▸ **What you are asked to do**: From the entries below, quote word for word every line starting at the one that contains "point: electrical wire" and ending at the one that contains "column 83, row 70", with both of those lines included.

▸ **Information provided**:
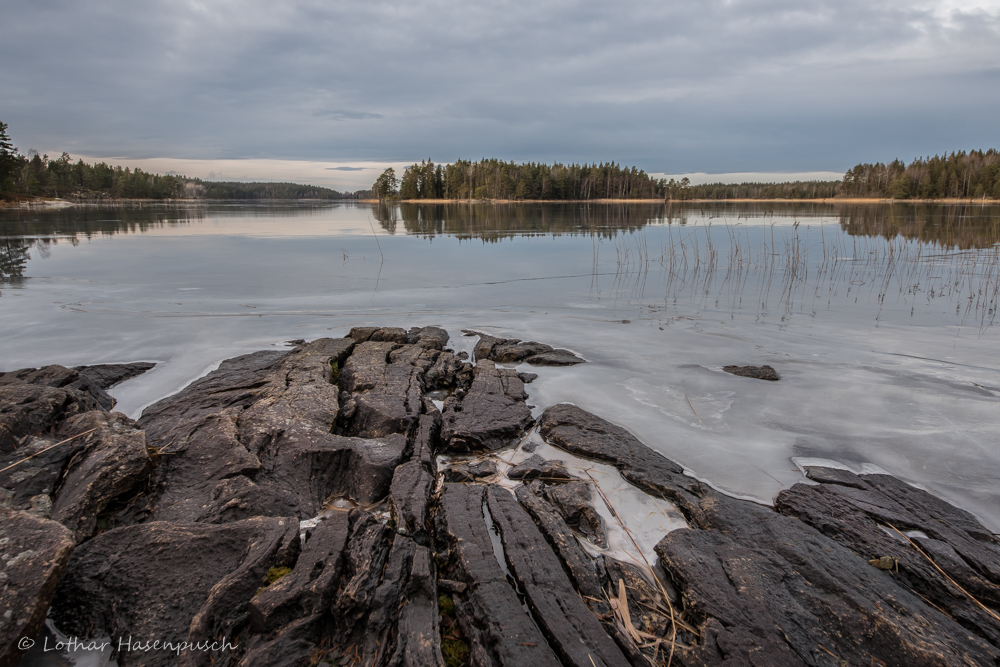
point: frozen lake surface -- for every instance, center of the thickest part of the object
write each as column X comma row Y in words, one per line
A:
column 879, row 319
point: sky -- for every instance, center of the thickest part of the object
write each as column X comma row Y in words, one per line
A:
column 333, row 92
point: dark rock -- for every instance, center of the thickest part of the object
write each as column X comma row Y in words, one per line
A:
column 59, row 377
column 491, row 415
column 498, row 629
column 389, row 335
column 449, row 586
column 33, row 555
column 583, row 570
column 583, row 434
column 769, row 589
column 294, row 646
column 412, row 487
column 418, row 639
column 575, row 632
column 535, row 467
column 573, row 502
column 514, row 351
column 171, row 582
column 834, row 476
column 758, row 372
column 434, row 338
column 112, row 463
column 311, row 585
column 385, row 382
column 254, row 438
column 857, row 512
column 30, row 409
column 470, row 472
column 556, row 357
column 361, row 334
column 448, row 372
column 106, row 376
column 427, row 439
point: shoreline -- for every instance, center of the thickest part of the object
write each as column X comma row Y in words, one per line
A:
column 65, row 203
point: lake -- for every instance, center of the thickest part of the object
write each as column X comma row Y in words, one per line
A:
column 879, row 319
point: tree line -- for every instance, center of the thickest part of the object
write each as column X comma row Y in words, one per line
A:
column 531, row 181
column 959, row 175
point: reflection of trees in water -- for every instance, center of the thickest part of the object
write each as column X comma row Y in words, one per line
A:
column 962, row 226
column 494, row 222
column 25, row 229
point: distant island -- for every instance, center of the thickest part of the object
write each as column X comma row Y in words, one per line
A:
column 958, row 175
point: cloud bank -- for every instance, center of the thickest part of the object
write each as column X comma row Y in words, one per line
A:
column 717, row 86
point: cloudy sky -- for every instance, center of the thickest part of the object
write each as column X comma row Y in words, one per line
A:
column 248, row 88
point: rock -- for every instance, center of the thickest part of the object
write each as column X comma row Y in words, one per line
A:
column 106, row 376
column 834, row 476
column 418, row 639
column 498, row 629
column 857, row 512
column 514, row 351
column 412, row 487
column 389, row 335
column 470, row 472
column 572, row 501
column 535, row 467
column 33, row 410
column 361, row 334
column 171, row 582
column 769, row 589
column 60, row 377
column 311, row 585
column 583, row 570
column 110, row 466
column 254, row 438
column 491, row 415
column 33, row 555
column 434, row 338
column 574, row 631
column 758, row 372
column 385, row 383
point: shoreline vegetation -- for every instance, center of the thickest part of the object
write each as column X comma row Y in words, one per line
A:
column 958, row 177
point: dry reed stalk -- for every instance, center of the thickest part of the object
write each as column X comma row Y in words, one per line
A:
column 945, row 574
column 48, row 448
column 652, row 573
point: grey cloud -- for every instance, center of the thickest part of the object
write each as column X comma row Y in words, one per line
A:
column 736, row 85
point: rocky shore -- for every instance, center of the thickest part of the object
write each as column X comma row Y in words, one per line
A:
column 352, row 502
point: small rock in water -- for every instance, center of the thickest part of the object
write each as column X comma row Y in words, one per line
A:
column 759, row 372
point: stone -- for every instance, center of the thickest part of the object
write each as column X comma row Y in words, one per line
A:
column 575, row 632
column 535, row 467
column 498, row 629
column 491, row 415
column 311, row 585
column 410, row 493
column 111, row 465
column 173, row 582
column 106, row 376
column 757, row 372
column 470, row 472
column 34, row 554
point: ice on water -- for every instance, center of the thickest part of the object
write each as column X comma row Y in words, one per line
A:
column 884, row 362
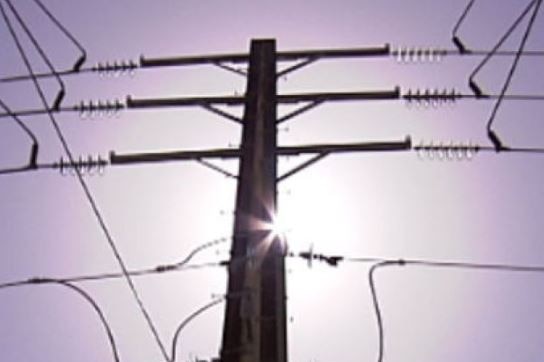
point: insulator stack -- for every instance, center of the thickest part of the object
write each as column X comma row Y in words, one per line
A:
column 116, row 68
column 447, row 151
column 99, row 108
column 87, row 166
column 431, row 97
column 418, row 55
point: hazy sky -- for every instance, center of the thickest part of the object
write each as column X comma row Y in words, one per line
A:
column 484, row 210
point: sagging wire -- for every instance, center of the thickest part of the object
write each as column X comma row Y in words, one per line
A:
column 491, row 134
column 33, row 159
column 62, row 92
column 179, row 266
column 186, row 321
column 455, row 39
column 84, row 186
column 472, row 84
column 83, row 57
column 378, row 263
column 86, row 296
column 377, row 310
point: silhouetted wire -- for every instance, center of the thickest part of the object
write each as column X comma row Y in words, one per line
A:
column 456, row 40
column 43, row 55
column 448, row 52
column 497, row 46
column 86, row 189
column 514, row 64
column 79, row 62
column 111, row 275
column 200, row 248
column 377, row 310
column 34, row 147
column 140, row 272
column 186, row 321
column 456, row 97
column 82, row 293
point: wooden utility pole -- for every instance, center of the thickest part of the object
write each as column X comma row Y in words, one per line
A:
column 255, row 316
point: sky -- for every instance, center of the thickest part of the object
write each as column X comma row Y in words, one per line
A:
column 486, row 209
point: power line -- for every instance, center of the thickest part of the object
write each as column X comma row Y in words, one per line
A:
column 34, row 148
column 61, row 93
column 511, row 72
column 312, row 100
column 186, row 321
column 88, row 299
column 456, row 40
column 79, row 62
column 83, row 184
column 306, row 56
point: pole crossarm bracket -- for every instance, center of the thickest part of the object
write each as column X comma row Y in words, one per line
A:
column 222, row 113
column 230, row 68
column 297, row 66
column 216, row 168
column 299, row 111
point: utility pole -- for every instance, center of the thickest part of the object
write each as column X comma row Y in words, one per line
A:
column 255, row 316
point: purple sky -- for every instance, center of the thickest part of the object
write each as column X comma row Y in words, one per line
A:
column 487, row 210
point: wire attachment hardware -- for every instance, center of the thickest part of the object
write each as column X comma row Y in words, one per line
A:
column 116, row 68
column 419, row 55
column 89, row 166
column 99, row 108
column 447, row 151
column 431, row 97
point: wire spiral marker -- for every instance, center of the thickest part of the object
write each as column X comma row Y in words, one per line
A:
column 89, row 166
column 443, row 151
column 431, row 97
column 418, row 55
column 99, row 108
column 116, row 68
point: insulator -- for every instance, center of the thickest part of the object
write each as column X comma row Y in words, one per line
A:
column 431, row 97
column 85, row 166
column 115, row 68
column 418, row 55
column 99, row 108
column 447, row 151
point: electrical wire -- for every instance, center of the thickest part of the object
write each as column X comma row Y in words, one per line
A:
column 413, row 97
column 511, row 72
column 79, row 62
column 182, row 265
column 32, row 163
column 86, row 189
column 88, row 299
column 456, row 40
column 61, row 93
column 376, row 304
column 505, row 36
column 186, row 321
column 83, row 70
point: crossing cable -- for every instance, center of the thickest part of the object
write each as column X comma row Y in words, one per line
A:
column 456, row 40
column 32, row 163
column 307, row 56
column 378, row 263
column 309, row 101
column 62, row 92
column 186, row 321
column 159, row 269
column 84, row 186
column 88, row 299
column 492, row 135
column 472, row 83
column 79, row 62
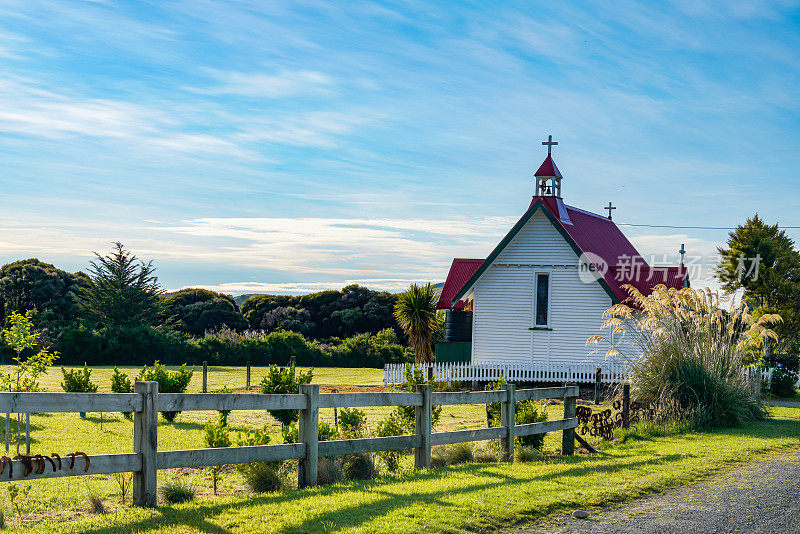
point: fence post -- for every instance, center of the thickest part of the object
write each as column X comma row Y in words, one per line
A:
column 422, row 427
column 598, row 376
column 308, row 433
column 568, row 435
column 626, row 405
column 145, row 444
column 508, row 420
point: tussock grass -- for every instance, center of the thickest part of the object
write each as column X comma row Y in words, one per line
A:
column 683, row 347
column 468, row 497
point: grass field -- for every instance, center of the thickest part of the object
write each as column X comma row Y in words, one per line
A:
column 462, row 498
column 483, row 495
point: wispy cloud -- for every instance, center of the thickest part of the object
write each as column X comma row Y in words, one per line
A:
column 298, row 288
column 262, row 85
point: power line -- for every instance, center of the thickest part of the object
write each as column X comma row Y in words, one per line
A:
column 696, row 227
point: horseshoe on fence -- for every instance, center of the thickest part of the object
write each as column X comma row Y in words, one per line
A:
column 39, row 459
column 26, row 463
column 52, row 462
column 6, row 460
column 85, row 457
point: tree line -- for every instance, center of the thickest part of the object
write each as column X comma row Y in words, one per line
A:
column 117, row 313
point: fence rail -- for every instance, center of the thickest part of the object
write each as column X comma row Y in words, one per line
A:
column 610, row 372
column 146, row 402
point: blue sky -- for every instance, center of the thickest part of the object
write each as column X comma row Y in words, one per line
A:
column 294, row 146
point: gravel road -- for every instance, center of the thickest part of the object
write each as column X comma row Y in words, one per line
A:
column 762, row 496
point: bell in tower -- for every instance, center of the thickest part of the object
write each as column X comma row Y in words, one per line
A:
column 548, row 177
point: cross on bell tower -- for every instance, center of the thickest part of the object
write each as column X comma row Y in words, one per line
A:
column 550, row 143
column 548, row 177
column 609, row 208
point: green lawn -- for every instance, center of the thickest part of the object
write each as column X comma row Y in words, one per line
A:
column 463, row 498
column 452, row 500
column 231, row 377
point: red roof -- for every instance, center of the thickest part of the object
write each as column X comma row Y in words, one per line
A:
column 587, row 233
column 548, row 168
column 461, row 271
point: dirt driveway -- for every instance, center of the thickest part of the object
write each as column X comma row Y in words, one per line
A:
column 759, row 497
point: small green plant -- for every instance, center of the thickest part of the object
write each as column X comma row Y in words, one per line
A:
column 359, row 467
column 325, row 432
column 215, row 436
column 96, row 504
column 17, row 496
column 782, row 384
column 486, row 455
column 527, row 454
column 176, row 490
column 415, row 377
column 168, row 381
column 263, row 477
column 21, row 338
column 527, row 413
column 284, row 380
column 352, row 421
column 121, row 383
column 124, row 482
column 257, row 474
column 78, row 380
column 329, row 471
column 223, row 414
column 393, row 425
column 458, row 453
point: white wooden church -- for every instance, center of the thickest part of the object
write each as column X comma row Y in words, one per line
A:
column 541, row 293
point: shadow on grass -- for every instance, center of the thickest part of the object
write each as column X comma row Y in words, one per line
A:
column 199, row 516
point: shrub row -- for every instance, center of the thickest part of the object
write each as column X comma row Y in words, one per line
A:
column 142, row 345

▸ **Written response**:
point: electrical wire -- for every instance, center of the thickest part of the object
write each as column X comma row Y in words, one per line
A:
column 413, row 97
column 511, row 72
column 79, row 62
column 182, row 265
column 32, row 163
column 86, row 189
column 88, row 299
column 456, row 40
column 61, row 93
column 376, row 304
column 505, row 36
column 186, row 321
column 83, row 70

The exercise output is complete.